** Records shown follows **

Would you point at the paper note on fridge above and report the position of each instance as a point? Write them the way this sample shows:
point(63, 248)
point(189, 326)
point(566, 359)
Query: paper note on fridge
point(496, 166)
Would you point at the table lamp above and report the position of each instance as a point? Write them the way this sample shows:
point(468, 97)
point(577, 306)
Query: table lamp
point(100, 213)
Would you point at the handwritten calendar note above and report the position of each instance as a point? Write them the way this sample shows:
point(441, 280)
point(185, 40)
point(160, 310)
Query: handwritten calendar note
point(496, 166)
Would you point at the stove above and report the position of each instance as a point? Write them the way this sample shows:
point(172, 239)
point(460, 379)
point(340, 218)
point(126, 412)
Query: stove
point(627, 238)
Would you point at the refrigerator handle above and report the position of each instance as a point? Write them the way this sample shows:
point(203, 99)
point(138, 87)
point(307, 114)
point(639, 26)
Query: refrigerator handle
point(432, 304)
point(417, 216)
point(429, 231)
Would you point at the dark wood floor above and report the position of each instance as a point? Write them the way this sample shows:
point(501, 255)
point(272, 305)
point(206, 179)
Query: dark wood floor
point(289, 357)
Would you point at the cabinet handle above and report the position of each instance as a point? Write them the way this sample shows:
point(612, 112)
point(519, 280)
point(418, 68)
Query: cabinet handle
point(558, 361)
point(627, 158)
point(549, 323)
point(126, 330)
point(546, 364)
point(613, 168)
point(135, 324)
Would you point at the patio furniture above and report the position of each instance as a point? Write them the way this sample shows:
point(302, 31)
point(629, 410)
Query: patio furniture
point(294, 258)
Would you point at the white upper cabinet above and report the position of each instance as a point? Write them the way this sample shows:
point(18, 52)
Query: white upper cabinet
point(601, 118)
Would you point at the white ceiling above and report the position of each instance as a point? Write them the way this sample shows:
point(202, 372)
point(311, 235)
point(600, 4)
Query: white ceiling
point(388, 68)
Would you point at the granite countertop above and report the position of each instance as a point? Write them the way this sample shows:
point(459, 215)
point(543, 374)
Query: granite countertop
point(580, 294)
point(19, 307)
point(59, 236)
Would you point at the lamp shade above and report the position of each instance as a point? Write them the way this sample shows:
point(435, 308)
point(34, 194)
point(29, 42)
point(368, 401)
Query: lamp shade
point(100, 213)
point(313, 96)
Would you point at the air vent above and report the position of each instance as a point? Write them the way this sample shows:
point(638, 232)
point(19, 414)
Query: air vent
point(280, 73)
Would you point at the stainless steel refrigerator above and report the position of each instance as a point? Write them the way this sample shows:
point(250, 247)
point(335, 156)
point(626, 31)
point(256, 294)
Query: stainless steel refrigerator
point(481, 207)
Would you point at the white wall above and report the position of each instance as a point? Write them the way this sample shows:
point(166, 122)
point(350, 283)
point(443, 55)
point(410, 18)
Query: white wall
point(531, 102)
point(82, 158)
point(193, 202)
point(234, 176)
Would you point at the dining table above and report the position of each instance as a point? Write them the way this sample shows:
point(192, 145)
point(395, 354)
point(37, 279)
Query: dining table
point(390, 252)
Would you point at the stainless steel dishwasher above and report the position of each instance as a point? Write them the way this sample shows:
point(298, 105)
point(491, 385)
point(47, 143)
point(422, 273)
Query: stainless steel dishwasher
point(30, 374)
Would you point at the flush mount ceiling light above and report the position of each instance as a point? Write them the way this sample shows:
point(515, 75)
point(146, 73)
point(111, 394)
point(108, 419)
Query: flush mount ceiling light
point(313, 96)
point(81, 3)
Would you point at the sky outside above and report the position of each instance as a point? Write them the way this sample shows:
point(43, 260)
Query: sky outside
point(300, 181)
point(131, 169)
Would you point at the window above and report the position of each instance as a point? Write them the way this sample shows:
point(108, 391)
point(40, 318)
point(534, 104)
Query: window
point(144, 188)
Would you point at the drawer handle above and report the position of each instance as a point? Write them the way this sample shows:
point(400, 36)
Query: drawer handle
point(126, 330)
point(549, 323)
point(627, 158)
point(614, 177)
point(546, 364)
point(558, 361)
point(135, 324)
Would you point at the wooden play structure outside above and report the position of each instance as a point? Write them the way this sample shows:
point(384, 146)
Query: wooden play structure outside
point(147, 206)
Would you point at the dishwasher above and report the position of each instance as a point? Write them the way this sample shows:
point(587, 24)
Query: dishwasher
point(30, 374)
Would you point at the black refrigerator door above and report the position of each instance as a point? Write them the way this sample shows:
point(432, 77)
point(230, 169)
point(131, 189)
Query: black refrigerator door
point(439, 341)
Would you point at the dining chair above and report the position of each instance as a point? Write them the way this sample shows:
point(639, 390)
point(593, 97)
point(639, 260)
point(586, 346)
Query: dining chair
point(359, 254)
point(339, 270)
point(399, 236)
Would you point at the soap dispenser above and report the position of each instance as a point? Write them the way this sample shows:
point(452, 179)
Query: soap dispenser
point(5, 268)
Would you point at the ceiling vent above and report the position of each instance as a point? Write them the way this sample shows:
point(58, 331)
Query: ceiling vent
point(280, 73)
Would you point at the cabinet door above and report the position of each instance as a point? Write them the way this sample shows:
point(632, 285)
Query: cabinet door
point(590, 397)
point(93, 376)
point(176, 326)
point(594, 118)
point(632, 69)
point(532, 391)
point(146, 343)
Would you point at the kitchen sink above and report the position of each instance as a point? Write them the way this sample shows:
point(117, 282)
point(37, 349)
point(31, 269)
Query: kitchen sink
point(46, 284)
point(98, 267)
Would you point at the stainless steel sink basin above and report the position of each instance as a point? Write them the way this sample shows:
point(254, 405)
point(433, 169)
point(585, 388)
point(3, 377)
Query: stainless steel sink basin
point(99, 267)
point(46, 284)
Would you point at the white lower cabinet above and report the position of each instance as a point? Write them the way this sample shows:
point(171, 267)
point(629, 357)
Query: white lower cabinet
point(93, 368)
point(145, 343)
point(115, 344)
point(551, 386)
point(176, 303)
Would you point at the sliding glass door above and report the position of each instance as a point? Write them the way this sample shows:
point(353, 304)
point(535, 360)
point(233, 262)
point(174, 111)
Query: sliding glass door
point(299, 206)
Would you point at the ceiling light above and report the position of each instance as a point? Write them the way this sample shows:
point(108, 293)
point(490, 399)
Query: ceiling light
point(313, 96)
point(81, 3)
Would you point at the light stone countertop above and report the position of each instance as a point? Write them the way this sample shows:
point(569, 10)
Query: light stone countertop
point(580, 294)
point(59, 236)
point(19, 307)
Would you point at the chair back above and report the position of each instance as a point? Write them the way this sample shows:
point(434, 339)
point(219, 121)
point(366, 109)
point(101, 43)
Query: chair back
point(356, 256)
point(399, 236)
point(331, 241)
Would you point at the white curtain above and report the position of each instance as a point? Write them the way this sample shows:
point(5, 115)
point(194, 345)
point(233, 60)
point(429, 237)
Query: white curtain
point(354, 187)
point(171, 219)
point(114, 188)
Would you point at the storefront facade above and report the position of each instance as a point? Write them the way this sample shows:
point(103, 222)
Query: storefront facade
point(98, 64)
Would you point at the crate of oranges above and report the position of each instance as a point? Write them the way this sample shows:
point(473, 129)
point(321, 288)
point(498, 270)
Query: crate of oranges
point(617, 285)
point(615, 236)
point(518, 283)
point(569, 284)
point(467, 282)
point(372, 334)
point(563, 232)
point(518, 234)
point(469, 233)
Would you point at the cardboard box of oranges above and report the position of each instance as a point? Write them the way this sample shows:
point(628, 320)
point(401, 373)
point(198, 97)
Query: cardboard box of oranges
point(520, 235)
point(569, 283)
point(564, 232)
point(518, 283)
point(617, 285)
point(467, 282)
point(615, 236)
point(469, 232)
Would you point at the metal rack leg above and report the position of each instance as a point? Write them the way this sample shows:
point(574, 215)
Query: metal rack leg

** End of Records shown **

> [What you have to do] Retype all of the data exactly, so that nothing differs from what is given.

> [Response]
Would you point at the paper note on fridge above and report the position of each instance as a point? Write them the way this sample shows:
point(63, 248)
point(189, 326)
point(566, 359)
Query: paper note on fridge
point(496, 166)
Would you point at the table lamp above and report the position of each instance as a point? Write them the way this sample shows:
point(468, 97)
point(577, 306)
Query: table lamp
point(100, 213)
Would you point at the handwritten calendar note above and report the position of each instance as a point? Write them the way this sample shows:
point(441, 280)
point(185, 40)
point(160, 310)
Query: handwritten calendar note
point(496, 166)
Would you point at the stove above and report the position of each instance as a point? Write them the way this sample shows:
point(172, 239)
point(460, 379)
point(340, 218)
point(126, 412)
Query: stove
point(627, 238)
Would you point at the refrigerator handle above and report the position of each instance as a point? Write them the way this sample shows:
point(203, 99)
point(138, 87)
point(307, 114)
point(639, 26)
Query: refrigerator handle
point(432, 304)
point(417, 216)
point(429, 231)
Would you point at the dark wood floor above and report the position of each instance as a point? Write them the way this sample shows:
point(501, 255)
point(272, 305)
point(206, 179)
Query: dark wood floor
point(289, 357)
Would you point at the cabinet handle above and report the position of each instance as a point? Write them the way this sample shows:
point(612, 112)
point(519, 280)
point(418, 68)
Query: cabinet handle
point(558, 361)
point(627, 158)
point(549, 323)
point(126, 330)
point(546, 364)
point(613, 168)
point(135, 324)
Would you point at the patio furniture above and report the position of each instance as a point? Write them the way this sample shows:
point(302, 31)
point(629, 410)
Query: patio furniture
point(294, 258)
Would you point at the white upper cabinet above and report the position of each instance as a point? Write them the way this sample shows:
point(18, 52)
Query: white upper cabinet
point(601, 118)
Would you point at the white ceiling above and report the position of each instance as a point? Write them the way this sample shows:
point(202, 372)
point(311, 235)
point(600, 4)
Query: white ceiling
point(388, 68)
Would you point at the granite countertop above and report the position of each instance as a point? Write them the way this sample shows:
point(459, 215)
point(543, 374)
Query: granite countertop
point(580, 294)
point(19, 307)
point(59, 236)
Would you point at the lamp shade above and report the position of each instance as a point? Write them the way this sample shows:
point(435, 308)
point(34, 194)
point(29, 42)
point(368, 401)
Query: lamp shade
point(100, 213)
point(313, 96)
Would you point at the air vent above and report the position of each instance as a point? Write them the way this sample shows:
point(638, 232)
point(19, 414)
Query: air vent
point(280, 73)
Would you point at the stainless steel refrigerator above and report the position of each instance as a point? Write them the way this sample shows:
point(250, 247)
point(335, 156)
point(626, 31)
point(256, 294)
Query: stainless steel refrigerator
point(481, 207)
Would you point at the white wall above and report the position of each instance as a point? Write them the way this sample shows:
point(166, 122)
point(350, 283)
point(443, 55)
point(410, 18)
Query: white wall
point(531, 102)
point(82, 158)
point(193, 202)
point(234, 176)
Would you point at the dining table above and report the position of each instance as a point? Write them the way this sample shows:
point(192, 145)
point(395, 354)
point(37, 279)
Query: dining table
point(390, 252)
Would you point at the stainless steel dishwasher above and report the position of each instance as a point? Write them the way this sample shows:
point(298, 105)
point(491, 385)
point(47, 143)
point(422, 273)
Query: stainless steel dishwasher
point(30, 374)
Would you point at the flush mount ceiling light above and report the position of each instance as a point? Write them the way this sample shows:
point(515, 75)
point(146, 73)
point(111, 394)
point(108, 419)
Query: flush mount ceiling light
point(313, 96)
point(81, 3)
Would you point at the sky outside above and report the position of each instance as a point? Write them the way this sample shows:
point(43, 260)
Query: sky outside
point(300, 181)
point(131, 169)
Would you point at the window above and report the position of each instance as a point? Write them the way this sample shows:
point(108, 391)
point(40, 318)
point(534, 104)
Query: window
point(144, 188)
Would you point at the drawer handle above and report the position of each instance as a point? Write them the way this sample shows:
point(400, 36)
Query: drawer handle
point(126, 330)
point(549, 323)
point(627, 158)
point(614, 177)
point(546, 364)
point(558, 361)
point(135, 324)
Would you point at the wooden play structure outside above and report the position of each instance as a point? Write them the way this sample shows:
point(384, 146)
Query: wooden play structure outside
point(147, 206)
Would you point at the dishwasher above and report the position of each instance as a point? Write them the way this sample shows:
point(587, 24)
Query: dishwasher
point(30, 374)
Would you point at the black refrigerator door above and report the position of each instance as a point? Write them the way this sample shows:
point(432, 77)
point(230, 169)
point(131, 189)
Query: black refrigerator door
point(439, 341)
Would you point at the dining chair above and report the position of each instance as a point? Write them the way this sample shows:
point(639, 390)
point(593, 97)
point(639, 260)
point(586, 346)
Query: dining chair
point(359, 254)
point(339, 270)
point(399, 236)
Would you point at the soap dispenser above and report the position of each instance as a point? Write them the way this sample shows:
point(452, 179)
Query: soap dispenser
point(5, 268)
Would you point at the ceiling vent above and report the position of each instance as a point? Write them the way this sample shows:
point(58, 331)
Query: ceiling vent
point(280, 73)
Would you point at the cabinet door above and report the position of each instance as a point? Write them the way this sample shows:
point(632, 285)
Query: cabinet door
point(590, 397)
point(93, 376)
point(176, 326)
point(594, 118)
point(632, 69)
point(532, 391)
point(146, 343)
Would you point at the kitchen sink above and report the position of each instance as a point? Write them the way this sample shows:
point(117, 282)
point(37, 349)
point(31, 269)
Query: kitchen sink
point(46, 284)
point(98, 267)
Would you point at the stainless steel sink basin above and report the position of each instance as a point? Write them the way this sample shows:
point(254, 405)
point(433, 169)
point(585, 388)
point(3, 377)
Query: stainless steel sink basin
point(99, 267)
point(46, 284)
Would you point at the white lower cabinet above and report the position of each instance as a point? Write them the way this sample shows:
point(171, 267)
point(629, 357)
Query: white lower cabinet
point(93, 368)
point(145, 343)
point(115, 344)
point(551, 386)
point(176, 303)
Would you point at the sliding glass door above and report the position of each instance as a point? Write them the way this sample shows:
point(353, 304)
point(535, 360)
point(233, 262)
point(174, 111)
Query: sliding glass door
point(299, 206)
Would you point at the ceiling light above and report the position of each instance as a point? Write them the way this sample shows:
point(108, 293)
point(490, 399)
Query: ceiling light
point(313, 96)
point(81, 3)
Would you point at the light stone countertop above and report the position of each instance as a point? Write them the way this sample shows:
point(569, 10)
Query: light stone countertop
point(580, 294)
point(59, 236)
point(19, 307)
Would you point at the chair back above and report the position of each instance as a point? Write them the way this sample shows:
point(434, 339)
point(219, 121)
point(366, 109)
point(101, 43)
Query: chair back
point(356, 256)
point(399, 236)
point(331, 241)
Would you point at the white curtain above and report the position of each instance as a point? Write them the way this sample shows:
point(5, 115)
point(194, 345)
point(233, 60)
point(429, 237)
Query: white curtain
point(354, 187)
point(171, 219)
point(114, 188)
Would you point at the storefront facade above and report the position of each instance as a point? Write them the way this sample shows:
point(103, 222)
Query: storefront facade
point(98, 64)
Would you point at the crate of oranges above and report the position of each instance as a point? Write them the way this sample shows:
point(473, 129)
point(321, 288)
point(498, 270)
Query: crate of oranges
point(617, 285)
point(615, 236)
point(518, 283)
point(569, 284)
point(467, 282)
point(372, 334)
point(563, 232)
point(518, 234)
point(469, 233)
Would you point at the cardboard box of oranges above and report the position of each instance as a point? Write them the way this sample shows:
point(628, 320)
point(401, 373)
point(198, 97)
Query: cardboard box of oranges
point(520, 235)
point(569, 283)
point(564, 232)
point(518, 283)
point(617, 285)
point(467, 282)
point(615, 236)
point(469, 232)
Would you point at the metal rack leg above and report the position of each instance as a point? Write them the way this sample shows:
point(574, 215)
Query: metal rack leg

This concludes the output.